## [Work to complete]
From the rows below, extract every line that contains the string "outline". Treat uppercase and lowercase as different, so a line counts only if the case matches.
+++ Records provided
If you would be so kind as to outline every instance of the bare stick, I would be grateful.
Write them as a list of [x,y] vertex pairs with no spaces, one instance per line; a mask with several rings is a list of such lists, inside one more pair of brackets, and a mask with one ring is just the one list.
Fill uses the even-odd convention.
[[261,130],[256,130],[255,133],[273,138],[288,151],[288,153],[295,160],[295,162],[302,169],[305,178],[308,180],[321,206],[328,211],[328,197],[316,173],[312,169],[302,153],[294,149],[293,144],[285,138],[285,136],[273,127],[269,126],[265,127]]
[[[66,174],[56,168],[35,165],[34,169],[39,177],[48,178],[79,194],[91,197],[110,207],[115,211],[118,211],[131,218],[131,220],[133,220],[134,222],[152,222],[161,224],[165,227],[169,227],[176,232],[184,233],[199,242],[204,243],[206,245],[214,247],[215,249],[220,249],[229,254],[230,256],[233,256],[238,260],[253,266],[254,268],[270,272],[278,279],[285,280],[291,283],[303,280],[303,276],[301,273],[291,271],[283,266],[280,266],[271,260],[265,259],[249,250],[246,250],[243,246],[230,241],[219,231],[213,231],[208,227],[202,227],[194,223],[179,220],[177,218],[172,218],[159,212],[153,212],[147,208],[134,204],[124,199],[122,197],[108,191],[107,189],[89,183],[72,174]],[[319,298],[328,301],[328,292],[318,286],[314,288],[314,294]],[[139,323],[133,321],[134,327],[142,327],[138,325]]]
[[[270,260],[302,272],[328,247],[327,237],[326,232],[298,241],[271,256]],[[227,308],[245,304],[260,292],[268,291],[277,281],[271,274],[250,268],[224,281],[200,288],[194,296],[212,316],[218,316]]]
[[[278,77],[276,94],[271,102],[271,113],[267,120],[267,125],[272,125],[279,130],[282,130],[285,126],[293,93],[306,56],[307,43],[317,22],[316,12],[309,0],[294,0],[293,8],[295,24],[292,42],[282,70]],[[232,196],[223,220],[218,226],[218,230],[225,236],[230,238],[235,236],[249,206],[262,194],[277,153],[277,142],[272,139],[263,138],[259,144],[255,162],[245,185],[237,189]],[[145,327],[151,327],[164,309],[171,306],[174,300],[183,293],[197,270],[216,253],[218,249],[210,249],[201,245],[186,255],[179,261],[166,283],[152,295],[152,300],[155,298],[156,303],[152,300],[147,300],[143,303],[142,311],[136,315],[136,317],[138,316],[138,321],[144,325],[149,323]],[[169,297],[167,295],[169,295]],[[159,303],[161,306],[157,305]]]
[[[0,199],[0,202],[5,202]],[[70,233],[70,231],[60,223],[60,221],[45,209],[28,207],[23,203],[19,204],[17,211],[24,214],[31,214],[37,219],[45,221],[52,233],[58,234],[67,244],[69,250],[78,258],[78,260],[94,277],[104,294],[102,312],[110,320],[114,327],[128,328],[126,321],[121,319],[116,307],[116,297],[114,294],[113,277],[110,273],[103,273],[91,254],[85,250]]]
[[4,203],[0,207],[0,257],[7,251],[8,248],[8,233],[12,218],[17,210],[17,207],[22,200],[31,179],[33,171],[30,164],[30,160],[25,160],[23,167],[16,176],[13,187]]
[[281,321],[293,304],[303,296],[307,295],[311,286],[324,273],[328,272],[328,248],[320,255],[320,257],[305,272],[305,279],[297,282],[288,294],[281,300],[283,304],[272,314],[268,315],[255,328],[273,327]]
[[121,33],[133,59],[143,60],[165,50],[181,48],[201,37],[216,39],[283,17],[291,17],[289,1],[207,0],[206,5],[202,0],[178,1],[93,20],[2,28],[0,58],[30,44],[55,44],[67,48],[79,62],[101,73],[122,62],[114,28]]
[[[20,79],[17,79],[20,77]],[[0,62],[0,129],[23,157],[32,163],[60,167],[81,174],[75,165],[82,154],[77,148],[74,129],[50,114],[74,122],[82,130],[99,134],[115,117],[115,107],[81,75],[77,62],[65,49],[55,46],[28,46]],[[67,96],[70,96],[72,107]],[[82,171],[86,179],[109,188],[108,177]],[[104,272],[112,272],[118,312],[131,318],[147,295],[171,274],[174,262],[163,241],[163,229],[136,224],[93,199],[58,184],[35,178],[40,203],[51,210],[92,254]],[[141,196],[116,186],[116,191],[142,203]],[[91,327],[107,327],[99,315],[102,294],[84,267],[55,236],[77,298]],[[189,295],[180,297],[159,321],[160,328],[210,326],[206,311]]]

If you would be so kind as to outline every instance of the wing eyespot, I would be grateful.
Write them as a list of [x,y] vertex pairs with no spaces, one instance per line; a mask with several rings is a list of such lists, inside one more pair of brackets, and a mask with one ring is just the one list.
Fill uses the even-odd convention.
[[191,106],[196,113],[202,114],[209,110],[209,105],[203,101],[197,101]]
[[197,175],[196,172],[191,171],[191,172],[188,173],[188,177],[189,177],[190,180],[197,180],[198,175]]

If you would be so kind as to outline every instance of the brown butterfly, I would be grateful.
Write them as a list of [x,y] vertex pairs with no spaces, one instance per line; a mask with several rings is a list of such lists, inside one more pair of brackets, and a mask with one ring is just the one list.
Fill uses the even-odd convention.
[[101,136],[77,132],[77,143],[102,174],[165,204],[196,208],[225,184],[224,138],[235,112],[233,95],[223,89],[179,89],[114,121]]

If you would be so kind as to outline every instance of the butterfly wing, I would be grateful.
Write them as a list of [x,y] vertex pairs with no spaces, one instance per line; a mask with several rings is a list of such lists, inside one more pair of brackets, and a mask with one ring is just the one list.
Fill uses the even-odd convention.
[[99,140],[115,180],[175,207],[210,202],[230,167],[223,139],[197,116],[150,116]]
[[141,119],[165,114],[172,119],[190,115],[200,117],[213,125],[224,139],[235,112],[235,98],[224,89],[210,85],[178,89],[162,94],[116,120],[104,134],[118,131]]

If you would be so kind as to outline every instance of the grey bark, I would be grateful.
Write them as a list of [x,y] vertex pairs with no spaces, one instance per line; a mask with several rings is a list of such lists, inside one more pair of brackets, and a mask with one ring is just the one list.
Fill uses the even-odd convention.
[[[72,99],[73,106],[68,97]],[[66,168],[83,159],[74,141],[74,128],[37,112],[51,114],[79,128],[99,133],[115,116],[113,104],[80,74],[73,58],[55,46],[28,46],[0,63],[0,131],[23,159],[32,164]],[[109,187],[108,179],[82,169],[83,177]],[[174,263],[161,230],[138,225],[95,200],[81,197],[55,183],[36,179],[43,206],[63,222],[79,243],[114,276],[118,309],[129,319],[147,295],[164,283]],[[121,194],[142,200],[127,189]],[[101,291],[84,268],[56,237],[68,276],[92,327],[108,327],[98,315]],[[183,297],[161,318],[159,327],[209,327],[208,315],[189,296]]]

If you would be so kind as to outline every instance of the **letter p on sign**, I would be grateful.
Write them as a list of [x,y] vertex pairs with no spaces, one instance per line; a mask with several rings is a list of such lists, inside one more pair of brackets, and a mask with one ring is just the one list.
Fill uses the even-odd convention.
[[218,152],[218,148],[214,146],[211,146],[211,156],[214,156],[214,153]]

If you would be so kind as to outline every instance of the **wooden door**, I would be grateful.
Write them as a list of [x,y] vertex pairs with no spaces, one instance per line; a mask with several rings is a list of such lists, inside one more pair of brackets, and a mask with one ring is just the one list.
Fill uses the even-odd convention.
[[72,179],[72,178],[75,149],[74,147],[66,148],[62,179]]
++++++
## [Written solution]
If you would be so kind as to outline every instance of the bare stick, I would be grateful.
If you would be so kind as to outline every instance of the wing eyespot, I would be grateful.
If you would be so kind as to outline every instance of the brown butterfly, I would be grateful.
If you would be so kind as to outline every instance of the butterfly wing, I would be grateful.
If you would be so kind as to outline every instance of the grey bark, I would be grateful.
If you would be so kind as to outline every instance of the **letter p on sign**, I would be grateful.
If you would be so kind as to outline every instance of the **wooden door**, I would be grateful.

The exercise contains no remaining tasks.